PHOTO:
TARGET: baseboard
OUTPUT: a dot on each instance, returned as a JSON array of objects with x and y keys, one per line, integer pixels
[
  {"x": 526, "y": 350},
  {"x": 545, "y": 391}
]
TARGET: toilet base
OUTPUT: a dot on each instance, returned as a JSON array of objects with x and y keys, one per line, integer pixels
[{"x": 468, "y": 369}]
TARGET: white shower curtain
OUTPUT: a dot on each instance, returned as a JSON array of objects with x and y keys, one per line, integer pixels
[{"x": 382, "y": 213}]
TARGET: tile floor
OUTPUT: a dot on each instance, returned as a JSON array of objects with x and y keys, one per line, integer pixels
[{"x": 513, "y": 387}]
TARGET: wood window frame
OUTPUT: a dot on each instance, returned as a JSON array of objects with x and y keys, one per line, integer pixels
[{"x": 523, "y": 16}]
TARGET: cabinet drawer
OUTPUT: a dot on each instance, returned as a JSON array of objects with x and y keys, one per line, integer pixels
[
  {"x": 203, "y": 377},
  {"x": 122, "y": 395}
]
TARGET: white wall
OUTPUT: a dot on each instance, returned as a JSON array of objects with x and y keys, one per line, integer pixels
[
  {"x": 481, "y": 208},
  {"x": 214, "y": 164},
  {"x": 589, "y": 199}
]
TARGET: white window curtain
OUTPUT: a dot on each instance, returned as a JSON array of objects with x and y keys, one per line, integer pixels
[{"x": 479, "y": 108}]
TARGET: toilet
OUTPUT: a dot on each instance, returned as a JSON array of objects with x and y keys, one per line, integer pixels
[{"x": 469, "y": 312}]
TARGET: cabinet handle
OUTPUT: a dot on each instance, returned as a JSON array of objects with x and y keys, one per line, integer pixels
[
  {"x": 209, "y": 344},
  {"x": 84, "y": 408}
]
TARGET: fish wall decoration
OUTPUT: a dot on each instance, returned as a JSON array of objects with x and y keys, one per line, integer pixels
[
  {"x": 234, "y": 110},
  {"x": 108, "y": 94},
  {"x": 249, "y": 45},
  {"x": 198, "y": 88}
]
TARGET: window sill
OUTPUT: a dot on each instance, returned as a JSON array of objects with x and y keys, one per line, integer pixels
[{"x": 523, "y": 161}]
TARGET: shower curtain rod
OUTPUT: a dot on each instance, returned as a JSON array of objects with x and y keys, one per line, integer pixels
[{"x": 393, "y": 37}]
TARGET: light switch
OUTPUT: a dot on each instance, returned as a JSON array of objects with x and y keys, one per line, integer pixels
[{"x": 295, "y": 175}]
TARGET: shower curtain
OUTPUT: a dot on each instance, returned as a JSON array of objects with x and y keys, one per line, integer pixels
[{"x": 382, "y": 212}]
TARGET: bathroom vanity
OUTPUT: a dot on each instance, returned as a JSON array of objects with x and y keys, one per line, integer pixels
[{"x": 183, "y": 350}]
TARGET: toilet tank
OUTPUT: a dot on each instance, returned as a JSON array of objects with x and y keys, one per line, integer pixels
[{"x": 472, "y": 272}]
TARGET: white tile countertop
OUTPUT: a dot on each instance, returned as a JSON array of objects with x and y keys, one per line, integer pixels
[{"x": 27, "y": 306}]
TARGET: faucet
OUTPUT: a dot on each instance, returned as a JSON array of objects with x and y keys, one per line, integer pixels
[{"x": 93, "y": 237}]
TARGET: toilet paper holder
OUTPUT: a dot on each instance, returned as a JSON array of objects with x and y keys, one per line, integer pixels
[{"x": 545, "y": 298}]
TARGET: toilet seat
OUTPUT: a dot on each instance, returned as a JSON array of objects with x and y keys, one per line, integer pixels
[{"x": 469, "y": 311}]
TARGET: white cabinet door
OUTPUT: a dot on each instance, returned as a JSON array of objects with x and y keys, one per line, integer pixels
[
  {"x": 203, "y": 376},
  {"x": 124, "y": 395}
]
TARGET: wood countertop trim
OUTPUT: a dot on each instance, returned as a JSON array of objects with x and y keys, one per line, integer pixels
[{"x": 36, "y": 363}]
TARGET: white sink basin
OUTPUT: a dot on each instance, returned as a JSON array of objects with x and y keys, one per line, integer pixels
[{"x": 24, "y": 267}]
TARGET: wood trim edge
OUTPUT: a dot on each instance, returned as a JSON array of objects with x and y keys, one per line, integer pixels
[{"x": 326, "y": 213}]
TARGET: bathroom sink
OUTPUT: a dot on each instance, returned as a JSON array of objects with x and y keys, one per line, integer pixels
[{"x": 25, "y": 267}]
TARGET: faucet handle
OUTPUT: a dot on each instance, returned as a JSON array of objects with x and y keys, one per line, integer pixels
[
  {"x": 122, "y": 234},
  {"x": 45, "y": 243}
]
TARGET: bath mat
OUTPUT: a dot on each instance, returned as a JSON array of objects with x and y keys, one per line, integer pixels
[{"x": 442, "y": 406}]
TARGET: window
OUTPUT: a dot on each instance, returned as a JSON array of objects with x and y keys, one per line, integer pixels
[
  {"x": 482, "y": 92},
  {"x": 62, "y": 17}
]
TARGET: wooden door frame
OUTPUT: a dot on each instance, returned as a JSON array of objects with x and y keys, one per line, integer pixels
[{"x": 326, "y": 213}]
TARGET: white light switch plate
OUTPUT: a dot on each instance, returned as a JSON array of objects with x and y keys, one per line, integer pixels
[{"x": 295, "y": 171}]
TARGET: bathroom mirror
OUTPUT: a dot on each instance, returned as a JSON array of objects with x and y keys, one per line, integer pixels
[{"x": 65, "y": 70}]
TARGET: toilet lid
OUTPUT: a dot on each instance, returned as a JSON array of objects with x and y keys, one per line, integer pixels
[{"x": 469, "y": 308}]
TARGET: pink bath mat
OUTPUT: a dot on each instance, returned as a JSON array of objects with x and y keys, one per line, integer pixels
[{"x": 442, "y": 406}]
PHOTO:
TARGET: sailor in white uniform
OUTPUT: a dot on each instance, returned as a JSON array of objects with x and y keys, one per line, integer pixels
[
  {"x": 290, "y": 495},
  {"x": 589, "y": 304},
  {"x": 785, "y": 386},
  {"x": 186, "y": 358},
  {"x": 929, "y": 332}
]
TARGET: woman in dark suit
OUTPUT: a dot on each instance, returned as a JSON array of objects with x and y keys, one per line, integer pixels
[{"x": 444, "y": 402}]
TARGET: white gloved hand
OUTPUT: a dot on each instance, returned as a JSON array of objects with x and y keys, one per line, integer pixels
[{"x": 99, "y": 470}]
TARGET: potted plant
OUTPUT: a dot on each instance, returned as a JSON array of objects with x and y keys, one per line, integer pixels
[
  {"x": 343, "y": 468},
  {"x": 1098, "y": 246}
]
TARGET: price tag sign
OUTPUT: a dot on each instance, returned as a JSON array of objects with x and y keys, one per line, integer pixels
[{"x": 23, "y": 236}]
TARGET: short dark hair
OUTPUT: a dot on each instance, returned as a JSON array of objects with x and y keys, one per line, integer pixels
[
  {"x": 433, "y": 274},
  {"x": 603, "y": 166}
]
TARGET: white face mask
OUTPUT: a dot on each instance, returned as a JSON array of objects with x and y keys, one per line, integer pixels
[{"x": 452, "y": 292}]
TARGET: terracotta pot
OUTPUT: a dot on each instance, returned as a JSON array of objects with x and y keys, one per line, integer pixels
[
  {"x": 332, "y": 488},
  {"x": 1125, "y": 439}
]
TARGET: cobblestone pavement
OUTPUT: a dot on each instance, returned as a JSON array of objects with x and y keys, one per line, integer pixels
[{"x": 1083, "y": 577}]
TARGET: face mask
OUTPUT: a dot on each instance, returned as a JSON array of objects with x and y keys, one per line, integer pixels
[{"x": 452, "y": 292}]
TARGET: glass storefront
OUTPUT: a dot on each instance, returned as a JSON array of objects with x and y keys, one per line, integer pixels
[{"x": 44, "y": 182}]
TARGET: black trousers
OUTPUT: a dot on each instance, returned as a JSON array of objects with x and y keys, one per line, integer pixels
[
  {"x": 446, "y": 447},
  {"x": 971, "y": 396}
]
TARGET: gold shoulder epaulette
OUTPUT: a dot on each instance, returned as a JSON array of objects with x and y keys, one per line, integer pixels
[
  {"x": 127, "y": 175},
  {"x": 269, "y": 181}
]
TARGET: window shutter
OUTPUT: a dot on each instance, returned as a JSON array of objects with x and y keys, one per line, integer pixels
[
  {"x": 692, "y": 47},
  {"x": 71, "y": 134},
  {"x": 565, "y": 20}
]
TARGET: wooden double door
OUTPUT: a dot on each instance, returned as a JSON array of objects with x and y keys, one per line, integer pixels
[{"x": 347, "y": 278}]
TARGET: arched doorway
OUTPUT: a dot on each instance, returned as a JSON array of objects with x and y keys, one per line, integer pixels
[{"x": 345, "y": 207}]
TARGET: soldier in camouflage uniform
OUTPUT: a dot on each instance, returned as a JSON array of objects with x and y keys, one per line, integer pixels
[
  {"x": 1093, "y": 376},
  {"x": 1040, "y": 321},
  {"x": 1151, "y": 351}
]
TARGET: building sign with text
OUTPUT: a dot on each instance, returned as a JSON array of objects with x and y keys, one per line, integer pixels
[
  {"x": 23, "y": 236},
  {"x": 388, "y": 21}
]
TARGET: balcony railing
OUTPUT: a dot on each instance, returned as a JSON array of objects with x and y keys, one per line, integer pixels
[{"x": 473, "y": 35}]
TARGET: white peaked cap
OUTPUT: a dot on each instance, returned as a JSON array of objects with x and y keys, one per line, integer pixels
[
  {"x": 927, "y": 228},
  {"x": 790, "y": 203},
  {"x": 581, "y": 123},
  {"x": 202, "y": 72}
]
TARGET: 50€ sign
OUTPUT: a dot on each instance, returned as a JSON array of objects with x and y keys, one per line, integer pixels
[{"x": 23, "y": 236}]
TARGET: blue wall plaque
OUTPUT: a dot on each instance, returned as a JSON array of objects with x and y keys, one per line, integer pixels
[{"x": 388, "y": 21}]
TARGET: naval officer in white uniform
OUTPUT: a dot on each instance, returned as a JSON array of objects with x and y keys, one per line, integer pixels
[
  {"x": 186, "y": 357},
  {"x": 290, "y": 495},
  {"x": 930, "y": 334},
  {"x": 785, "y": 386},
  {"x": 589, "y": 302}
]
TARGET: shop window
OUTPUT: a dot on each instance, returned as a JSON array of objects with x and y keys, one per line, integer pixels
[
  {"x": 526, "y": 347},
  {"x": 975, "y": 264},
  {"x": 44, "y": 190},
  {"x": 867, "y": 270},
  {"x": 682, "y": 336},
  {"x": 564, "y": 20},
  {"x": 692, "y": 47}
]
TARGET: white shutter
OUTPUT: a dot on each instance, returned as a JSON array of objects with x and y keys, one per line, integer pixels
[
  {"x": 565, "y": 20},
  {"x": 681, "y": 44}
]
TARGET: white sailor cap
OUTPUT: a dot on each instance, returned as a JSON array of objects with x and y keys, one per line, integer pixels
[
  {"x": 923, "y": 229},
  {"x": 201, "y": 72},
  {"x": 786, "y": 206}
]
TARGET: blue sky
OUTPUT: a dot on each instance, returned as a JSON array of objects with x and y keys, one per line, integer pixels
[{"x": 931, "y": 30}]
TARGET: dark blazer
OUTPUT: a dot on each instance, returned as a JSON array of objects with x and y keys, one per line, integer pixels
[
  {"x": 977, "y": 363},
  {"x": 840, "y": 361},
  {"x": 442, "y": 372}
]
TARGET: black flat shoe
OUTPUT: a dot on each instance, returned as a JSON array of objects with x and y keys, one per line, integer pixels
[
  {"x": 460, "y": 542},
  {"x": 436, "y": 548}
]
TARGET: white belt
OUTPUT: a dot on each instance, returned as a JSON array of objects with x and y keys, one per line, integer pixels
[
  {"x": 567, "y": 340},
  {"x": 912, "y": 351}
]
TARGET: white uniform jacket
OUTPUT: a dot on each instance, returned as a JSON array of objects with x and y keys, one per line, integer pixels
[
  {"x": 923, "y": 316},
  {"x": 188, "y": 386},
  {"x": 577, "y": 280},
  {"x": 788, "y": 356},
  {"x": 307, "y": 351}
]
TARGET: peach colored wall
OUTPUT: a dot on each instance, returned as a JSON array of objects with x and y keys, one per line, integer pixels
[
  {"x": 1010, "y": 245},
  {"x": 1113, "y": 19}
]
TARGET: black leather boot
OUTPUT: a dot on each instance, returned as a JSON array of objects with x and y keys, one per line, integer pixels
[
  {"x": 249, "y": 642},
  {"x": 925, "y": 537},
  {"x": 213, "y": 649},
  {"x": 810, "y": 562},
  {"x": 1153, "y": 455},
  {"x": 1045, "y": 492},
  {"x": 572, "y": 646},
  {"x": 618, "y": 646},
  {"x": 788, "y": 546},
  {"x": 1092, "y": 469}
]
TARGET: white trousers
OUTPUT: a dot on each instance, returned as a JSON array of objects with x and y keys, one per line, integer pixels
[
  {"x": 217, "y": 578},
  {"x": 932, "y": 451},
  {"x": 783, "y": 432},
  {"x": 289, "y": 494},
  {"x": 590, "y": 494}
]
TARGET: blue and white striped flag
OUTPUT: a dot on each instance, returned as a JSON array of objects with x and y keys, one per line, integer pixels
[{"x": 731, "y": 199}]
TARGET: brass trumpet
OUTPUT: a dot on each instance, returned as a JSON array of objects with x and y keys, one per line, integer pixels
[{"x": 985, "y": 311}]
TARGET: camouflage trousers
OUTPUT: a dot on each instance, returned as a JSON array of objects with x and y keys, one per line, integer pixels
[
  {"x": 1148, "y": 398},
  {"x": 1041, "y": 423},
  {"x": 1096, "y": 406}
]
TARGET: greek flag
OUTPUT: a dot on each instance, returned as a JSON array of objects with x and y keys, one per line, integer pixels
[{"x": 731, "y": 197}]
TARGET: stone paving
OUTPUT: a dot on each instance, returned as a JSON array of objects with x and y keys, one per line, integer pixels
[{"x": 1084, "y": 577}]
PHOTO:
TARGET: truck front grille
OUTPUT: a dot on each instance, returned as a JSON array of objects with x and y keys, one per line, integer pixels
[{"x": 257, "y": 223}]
_ _ _
• Short exercise:
Copy every line of the listing, starting with the line that contains "TARGET: stone paving" and continuing through the last line, inclusive.

• Exercise output:
TARGET: stone paving
OUTPUT: a dot on each instance, returned as a JSON array of objects with x and y keys, one per line, integer pixels
[{"x": 1084, "y": 577}]
PHOTO:
TARGET: truck front grille
OUTPUT: a dot on each instance, returned as a JSON array of objects with x and y keys, one per line, integer pixels
[{"x": 257, "y": 223}]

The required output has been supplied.